**Texte source**:
# # #

Tchekhov à la folie

A cœur et à cris
De
Anton Tchekhov
Durée : 1h20
Mise en scène
Jean-Louis Benoît
Avec
Emelyne Bayart, Jean-Paul Farré, Luc Tremblais
Notre recommandation
3/5

Infos & réservation

Théâtre de Poche Montparnasse
75, boulevard du Montparnasse
75006
Paris
01.45.44.50.21
Jusqu’au 14 juillet. Du mardi au samedi à 21h, dimanche à 17h

Thème

  • Dans La demande en mariage, Lomov vient demander la main d’une jeune femme, Natalia Stepanovna. Il est reçu par le père, Stepan Stepanovitch, qui marque son enthousiasme, et va chercher sa fille. La question de l'appartenance du pré aux vaches fait dégénérer cette demande en mariage.

# # #

**Consigne A**:
D'après la fiche sur Tchekhov à la folie, qui signe la mise en scène du spectacle ?
**Consigne B**:
Reprenez la fiche sur Tchekhov à la folie juste après sa dernière phrase et poursuivez-la.

# # #

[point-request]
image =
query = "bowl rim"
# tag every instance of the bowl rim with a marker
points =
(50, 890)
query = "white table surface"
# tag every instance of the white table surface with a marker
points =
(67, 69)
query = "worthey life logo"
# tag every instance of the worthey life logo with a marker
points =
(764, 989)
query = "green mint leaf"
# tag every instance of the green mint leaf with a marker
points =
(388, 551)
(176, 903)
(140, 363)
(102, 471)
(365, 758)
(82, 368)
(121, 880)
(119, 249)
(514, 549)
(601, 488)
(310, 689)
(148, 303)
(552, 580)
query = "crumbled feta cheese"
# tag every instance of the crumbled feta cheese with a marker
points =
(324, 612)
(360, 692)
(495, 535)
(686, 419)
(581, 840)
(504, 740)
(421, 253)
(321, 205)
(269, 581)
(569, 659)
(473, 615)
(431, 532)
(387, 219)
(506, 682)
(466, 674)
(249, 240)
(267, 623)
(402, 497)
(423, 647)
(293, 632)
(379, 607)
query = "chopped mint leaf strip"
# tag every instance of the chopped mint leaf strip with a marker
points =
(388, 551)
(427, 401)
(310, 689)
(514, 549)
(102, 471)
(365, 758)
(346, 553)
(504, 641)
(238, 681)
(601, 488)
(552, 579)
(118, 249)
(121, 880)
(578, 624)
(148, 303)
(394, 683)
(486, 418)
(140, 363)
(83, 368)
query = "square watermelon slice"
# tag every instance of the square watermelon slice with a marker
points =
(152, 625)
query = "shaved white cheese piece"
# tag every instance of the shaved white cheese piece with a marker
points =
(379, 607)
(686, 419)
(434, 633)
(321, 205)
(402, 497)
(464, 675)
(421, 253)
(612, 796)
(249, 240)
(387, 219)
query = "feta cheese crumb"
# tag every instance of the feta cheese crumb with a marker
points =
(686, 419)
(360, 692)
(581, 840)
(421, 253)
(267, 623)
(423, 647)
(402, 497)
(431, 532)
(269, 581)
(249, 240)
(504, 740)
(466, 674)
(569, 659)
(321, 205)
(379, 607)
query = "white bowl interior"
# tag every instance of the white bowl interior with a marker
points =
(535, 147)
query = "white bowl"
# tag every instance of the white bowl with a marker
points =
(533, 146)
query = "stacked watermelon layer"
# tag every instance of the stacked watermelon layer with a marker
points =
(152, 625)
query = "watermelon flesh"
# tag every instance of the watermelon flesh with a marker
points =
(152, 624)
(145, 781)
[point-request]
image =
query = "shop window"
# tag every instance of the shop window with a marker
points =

# # #

**Production attendue A**:
Jean-Louis Benoît.

**Production attendue B**:
  • L’ours : Depuis la mort de son mari, un an plus tôt, Madame Popova refuse de sortir et se considère aussi morte que feu son mari bien-aimé. Or surgit un dénommé Smirnov, ancien officier d'artillerie, qui s'introduit chez elle malgré son refus de recevoir qui que ce soit. C'est que l'époux de madame Popova devait douze cents roubles à Smirnov, et que ce dernier en a besoin tout de suite pour payer des intérêts…

Points forts

  • C’est toujours un plaisir de retrouver ce Tchekhov des comédies, qui nous rappelle que le grand chantre de la nostalgie et de la désillusion a aussi été un jeune homme fougueux et cocasse.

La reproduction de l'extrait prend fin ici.